§ ACTION ITEM:
In how many lines of the listing does the word "below" appear? Reply with the number only.

=== Section Start ===

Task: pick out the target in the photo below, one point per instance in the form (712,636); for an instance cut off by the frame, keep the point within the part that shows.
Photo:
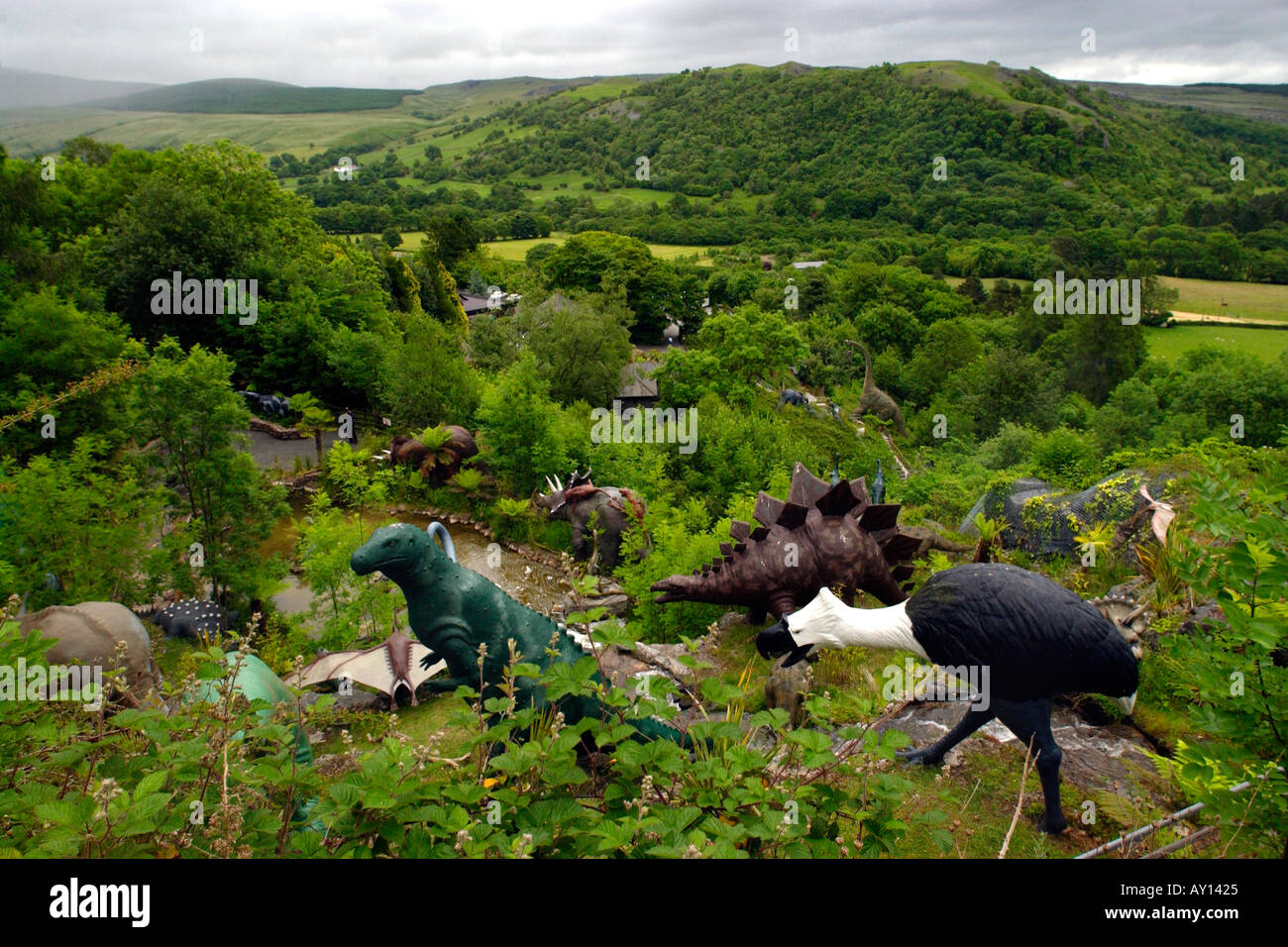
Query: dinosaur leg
(1030,723)
(934,754)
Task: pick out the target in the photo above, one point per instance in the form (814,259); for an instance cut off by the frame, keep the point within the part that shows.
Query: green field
(1168,344)
(518,249)
(1248,300)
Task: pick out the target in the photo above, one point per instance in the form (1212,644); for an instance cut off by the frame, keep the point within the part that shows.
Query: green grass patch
(1267,344)
(1247,300)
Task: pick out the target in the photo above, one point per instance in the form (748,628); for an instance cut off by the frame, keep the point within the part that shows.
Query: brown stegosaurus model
(820,536)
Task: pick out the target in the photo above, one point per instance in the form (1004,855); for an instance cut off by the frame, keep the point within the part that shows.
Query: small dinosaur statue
(875,401)
(454,609)
(928,539)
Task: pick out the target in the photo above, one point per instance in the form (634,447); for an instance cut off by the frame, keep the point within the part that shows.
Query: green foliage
(1235,690)
(519,423)
(88,525)
(187,402)
(424,377)
(347,604)
(47,344)
(733,350)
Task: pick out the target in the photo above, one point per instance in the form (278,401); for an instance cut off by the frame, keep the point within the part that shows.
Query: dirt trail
(1227,320)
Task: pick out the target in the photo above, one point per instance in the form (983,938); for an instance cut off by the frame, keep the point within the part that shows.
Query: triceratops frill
(820,536)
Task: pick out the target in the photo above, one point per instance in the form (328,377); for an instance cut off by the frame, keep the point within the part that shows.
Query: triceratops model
(454,609)
(617,509)
(822,536)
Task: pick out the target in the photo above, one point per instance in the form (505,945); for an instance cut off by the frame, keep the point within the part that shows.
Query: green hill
(253,95)
(25,89)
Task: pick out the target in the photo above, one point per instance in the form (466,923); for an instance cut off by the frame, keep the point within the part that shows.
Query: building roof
(473,303)
(638,380)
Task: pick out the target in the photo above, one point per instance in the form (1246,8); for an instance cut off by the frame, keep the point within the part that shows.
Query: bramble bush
(214,780)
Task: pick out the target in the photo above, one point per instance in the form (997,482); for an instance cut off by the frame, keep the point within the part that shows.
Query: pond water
(526,581)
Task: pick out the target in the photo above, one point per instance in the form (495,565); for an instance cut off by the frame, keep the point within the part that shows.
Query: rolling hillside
(26,89)
(252,95)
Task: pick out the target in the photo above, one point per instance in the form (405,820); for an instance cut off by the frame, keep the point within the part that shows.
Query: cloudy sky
(410,44)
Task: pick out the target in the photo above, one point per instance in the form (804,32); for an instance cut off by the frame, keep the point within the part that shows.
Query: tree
(188,403)
(520,427)
(732,352)
(47,344)
(84,522)
(454,235)
(973,289)
(580,344)
(424,377)
(523,226)
(314,418)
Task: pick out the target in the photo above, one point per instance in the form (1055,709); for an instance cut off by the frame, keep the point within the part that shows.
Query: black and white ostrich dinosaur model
(1034,639)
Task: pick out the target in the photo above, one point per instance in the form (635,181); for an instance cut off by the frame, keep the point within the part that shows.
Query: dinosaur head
(394,551)
(553,501)
(557,500)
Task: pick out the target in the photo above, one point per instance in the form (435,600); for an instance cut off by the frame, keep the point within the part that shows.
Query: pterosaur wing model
(398,661)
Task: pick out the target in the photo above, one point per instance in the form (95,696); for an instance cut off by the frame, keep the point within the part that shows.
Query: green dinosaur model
(454,609)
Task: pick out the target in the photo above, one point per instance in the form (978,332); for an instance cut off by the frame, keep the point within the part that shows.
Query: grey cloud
(399,43)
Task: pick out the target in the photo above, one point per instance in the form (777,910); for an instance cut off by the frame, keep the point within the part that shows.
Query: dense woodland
(143,459)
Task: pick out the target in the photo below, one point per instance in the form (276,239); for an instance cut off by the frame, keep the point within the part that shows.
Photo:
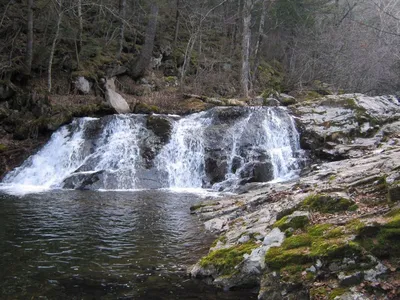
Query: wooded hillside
(213,47)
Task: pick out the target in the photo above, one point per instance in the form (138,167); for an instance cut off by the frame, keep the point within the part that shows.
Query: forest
(221,48)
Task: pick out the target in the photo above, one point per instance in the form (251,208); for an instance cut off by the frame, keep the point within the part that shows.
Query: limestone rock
(286,99)
(5,92)
(114,99)
(82,85)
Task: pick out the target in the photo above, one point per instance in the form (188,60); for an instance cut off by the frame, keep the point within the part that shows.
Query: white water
(183,157)
(57,159)
(115,151)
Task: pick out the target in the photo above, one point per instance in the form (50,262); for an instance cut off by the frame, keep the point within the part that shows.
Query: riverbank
(331,234)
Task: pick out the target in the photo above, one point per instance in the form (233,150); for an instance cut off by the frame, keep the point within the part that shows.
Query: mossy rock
(142,108)
(296,220)
(382,240)
(225,260)
(160,126)
(324,292)
(321,241)
(394,192)
(328,204)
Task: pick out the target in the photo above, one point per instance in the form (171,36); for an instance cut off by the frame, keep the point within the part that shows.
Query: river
(103,245)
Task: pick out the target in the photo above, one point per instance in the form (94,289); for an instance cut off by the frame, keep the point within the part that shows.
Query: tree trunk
(53,47)
(122,14)
(177,22)
(259,39)
(80,20)
(245,76)
(29,40)
(147,50)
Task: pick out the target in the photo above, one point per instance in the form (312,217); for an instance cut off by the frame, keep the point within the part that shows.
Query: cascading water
(58,158)
(183,157)
(219,148)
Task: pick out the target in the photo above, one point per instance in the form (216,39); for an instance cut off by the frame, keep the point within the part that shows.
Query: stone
(394,192)
(215,224)
(257,172)
(350,279)
(257,101)
(274,238)
(235,102)
(244,239)
(83,181)
(116,71)
(286,100)
(272,102)
(82,85)
(6,92)
(114,99)
(372,274)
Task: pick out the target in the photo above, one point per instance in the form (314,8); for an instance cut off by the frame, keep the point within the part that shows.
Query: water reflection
(102,245)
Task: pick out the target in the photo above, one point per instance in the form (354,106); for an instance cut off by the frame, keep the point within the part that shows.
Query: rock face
(334,231)
(338,127)
(5,92)
(83,85)
(114,99)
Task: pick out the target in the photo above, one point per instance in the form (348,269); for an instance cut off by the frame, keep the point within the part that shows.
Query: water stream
(129,235)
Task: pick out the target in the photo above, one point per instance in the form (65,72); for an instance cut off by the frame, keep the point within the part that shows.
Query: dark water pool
(102,245)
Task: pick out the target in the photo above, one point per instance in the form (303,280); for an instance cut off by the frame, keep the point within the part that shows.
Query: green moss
(271,77)
(336,293)
(170,79)
(221,239)
(326,203)
(334,248)
(297,241)
(320,292)
(319,229)
(197,206)
(142,108)
(394,221)
(225,260)
(293,273)
(354,226)
(277,257)
(296,222)
(335,232)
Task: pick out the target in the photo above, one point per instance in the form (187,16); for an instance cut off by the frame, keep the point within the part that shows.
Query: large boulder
(114,99)
(82,85)
(6,92)
(333,127)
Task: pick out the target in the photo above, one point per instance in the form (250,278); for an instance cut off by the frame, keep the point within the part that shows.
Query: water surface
(102,245)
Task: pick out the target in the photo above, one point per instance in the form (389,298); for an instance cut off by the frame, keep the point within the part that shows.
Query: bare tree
(58,6)
(147,51)
(246,36)
(122,14)
(29,40)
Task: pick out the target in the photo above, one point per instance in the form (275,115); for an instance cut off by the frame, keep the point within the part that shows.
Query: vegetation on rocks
(226,259)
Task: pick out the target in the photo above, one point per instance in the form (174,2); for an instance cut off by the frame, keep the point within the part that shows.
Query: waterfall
(183,157)
(218,149)
(58,158)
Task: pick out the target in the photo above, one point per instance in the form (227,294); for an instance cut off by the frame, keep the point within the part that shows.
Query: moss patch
(296,222)
(383,240)
(327,204)
(322,241)
(225,260)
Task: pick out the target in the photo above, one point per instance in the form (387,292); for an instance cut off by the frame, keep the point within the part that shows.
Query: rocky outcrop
(135,167)
(82,85)
(336,227)
(114,99)
(338,127)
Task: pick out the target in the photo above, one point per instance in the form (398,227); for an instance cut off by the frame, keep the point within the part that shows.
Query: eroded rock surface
(334,232)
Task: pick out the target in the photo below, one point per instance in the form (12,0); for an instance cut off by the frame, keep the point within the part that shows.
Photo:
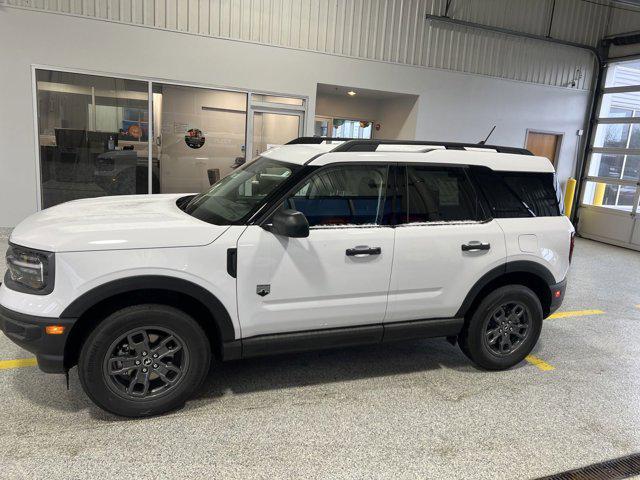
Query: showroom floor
(413,410)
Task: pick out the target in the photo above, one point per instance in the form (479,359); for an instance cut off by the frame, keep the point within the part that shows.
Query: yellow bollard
(569,192)
(598,196)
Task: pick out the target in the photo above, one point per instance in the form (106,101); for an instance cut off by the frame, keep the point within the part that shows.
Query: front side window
(438,194)
(344,195)
(239,194)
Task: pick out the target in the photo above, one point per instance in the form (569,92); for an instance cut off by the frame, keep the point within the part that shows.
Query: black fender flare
(155,282)
(524,266)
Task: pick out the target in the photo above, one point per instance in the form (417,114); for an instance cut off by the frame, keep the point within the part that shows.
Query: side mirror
(290,223)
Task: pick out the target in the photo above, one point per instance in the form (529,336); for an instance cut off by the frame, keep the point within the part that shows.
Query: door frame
(271,107)
(560,136)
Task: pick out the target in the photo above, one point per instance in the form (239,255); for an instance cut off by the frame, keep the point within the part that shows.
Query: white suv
(316,244)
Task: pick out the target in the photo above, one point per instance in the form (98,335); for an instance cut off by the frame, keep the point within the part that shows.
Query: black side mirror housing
(290,223)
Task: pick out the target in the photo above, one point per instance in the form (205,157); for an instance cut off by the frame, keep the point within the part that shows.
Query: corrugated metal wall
(384,30)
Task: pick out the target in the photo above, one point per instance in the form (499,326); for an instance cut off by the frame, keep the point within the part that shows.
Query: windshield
(241,192)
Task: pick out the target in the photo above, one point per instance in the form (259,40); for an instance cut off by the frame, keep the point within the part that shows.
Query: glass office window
(92,135)
(199,135)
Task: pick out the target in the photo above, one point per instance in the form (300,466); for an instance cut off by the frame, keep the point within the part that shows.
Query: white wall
(452,106)
(397,116)
(386,30)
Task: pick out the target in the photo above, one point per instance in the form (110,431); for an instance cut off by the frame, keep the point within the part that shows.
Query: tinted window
(344,195)
(517,194)
(241,192)
(503,203)
(439,194)
(537,190)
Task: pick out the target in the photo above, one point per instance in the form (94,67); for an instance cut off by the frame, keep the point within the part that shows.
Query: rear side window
(537,190)
(517,194)
(344,195)
(438,194)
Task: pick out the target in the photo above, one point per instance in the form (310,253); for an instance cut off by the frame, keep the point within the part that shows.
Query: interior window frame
(482,213)
(265,218)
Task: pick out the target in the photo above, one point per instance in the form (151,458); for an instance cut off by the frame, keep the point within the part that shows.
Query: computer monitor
(71,138)
(103,140)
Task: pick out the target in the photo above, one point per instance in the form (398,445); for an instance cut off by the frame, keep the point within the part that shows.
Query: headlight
(29,271)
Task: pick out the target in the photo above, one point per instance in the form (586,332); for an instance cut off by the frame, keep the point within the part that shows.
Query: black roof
(359,145)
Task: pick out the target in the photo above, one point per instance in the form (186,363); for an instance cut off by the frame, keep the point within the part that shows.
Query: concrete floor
(412,410)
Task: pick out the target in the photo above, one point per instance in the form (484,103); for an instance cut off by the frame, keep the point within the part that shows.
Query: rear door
(339,275)
(444,243)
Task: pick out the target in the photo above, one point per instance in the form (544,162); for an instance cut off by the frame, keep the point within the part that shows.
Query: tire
(172,352)
(503,329)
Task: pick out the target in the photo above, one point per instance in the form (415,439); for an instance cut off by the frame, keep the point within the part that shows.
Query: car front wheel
(504,328)
(144,360)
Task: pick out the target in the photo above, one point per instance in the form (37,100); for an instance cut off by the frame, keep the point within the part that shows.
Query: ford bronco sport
(319,243)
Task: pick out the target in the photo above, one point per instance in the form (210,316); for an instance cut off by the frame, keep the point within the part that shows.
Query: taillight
(572,242)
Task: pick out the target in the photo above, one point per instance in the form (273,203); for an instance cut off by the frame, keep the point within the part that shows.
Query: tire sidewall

=== Section End ===

§ OUTPUT:
3